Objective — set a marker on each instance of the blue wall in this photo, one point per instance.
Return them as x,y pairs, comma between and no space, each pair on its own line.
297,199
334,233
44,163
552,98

## DIRECTIONS FOR THIS TASK
The lines above need to be restated word for word, all of them.

## OUTPUT OF THE EXERCISE
Objective — set a marker on each instance of the blue wall in this photo, one point per instance.
Return them as x,y pairs, comma between and no space, each pair on its own line.
297,199
334,233
44,163
552,98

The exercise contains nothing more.